╔══

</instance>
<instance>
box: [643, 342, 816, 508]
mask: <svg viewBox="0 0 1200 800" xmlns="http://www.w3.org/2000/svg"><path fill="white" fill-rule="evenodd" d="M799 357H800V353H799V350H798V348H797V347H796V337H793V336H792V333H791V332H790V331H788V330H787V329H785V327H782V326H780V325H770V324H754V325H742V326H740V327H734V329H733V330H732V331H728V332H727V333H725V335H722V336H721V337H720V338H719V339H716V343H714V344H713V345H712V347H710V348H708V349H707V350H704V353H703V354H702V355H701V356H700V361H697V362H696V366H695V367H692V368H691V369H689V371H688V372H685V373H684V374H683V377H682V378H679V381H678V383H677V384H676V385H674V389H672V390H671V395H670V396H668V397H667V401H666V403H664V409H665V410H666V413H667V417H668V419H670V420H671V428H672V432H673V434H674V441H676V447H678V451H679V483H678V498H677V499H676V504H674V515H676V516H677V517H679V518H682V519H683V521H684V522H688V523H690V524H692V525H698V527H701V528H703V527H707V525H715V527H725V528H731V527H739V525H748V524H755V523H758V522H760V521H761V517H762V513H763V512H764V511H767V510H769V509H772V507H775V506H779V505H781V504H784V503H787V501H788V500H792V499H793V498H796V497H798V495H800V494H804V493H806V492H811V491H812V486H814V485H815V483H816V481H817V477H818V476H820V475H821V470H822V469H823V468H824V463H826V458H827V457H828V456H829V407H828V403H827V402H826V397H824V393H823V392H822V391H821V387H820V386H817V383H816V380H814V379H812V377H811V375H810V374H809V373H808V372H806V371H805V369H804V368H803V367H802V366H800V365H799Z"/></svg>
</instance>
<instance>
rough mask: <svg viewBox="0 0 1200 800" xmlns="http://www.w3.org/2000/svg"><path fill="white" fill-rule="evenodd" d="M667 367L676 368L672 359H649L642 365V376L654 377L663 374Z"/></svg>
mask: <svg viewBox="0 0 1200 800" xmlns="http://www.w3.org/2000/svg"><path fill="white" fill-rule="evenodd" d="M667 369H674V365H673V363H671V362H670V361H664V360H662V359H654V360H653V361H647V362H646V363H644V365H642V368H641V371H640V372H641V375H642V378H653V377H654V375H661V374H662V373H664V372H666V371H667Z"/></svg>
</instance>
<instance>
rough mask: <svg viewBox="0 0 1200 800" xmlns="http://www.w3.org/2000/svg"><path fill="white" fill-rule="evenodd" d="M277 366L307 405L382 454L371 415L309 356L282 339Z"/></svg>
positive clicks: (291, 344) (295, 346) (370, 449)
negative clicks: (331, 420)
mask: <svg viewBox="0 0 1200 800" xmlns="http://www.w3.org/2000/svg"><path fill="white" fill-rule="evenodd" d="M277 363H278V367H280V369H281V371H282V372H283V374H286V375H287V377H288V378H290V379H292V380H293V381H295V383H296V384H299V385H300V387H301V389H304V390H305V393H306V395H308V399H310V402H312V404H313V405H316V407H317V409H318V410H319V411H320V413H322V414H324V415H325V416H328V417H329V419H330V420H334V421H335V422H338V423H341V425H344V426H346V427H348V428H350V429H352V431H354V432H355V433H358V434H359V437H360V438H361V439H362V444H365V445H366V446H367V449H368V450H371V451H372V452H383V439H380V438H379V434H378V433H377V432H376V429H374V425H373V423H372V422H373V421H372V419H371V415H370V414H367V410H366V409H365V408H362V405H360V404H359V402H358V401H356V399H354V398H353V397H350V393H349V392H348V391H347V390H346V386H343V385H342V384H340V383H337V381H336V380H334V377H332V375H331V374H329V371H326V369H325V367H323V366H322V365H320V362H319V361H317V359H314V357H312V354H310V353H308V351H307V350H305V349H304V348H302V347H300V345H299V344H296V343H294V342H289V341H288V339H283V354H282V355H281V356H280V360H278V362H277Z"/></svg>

╚══

■ WORK TASK ■
Exact copies of the lines from the one containing "366L307 405L382 454L371" through the final line of the records are all the answer should hold.

■ SOLVED EXERCISE ■
rough mask: <svg viewBox="0 0 1200 800" xmlns="http://www.w3.org/2000/svg"><path fill="white" fill-rule="evenodd" d="M277 366L307 405L382 454L371 415L309 356L282 339Z"/></svg>
positive clicks: (291, 344) (295, 346) (370, 449)
negative clicks: (331, 420)
mask: <svg viewBox="0 0 1200 800" xmlns="http://www.w3.org/2000/svg"><path fill="white" fill-rule="evenodd" d="M277 363H278V367H280V369H281V371H282V372H283V374H286V375H287V377H288V378H290V379H292V380H293V381H295V383H296V384H299V385H300V387H301V389H304V390H305V393H306V395H308V399H310V402H312V404H313V405H316V407H317V409H318V410H319V411H320V413H322V414H324V415H325V416H328V417H329V419H330V420H334V421H335V422H338V423H341V425H344V426H346V427H348V428H350V429H352V431H354V432H355V433H358V434H359V437H360V438H361V439H362V444H365V445H366V446H367V449H368V450H371V451H372V452H383V439H380V438H379V434H378V433H377V432H376V429H374V425H373V423H372V422H373V421H372V419H371V415H370V414H367V410H366V409H365V408H362V405H360V404H359V402H358V401H356V399H354V398H353V397H350V393H349V392H348V391H347V390H346V386H343V385H342V384H340V383H337V381H336V380H334V377H332V375H331V374H329V371H326V369H325V367H323V366H322V365H320V362H319V361H317V359H314V357H312V354H310V353H308V351H307V350H305V349H304V348H302V347H300V345H299V344H296V343H294V342H289V341H288V339H283V354H282V355H281V356H280V360H278V362H277Z"/></svg>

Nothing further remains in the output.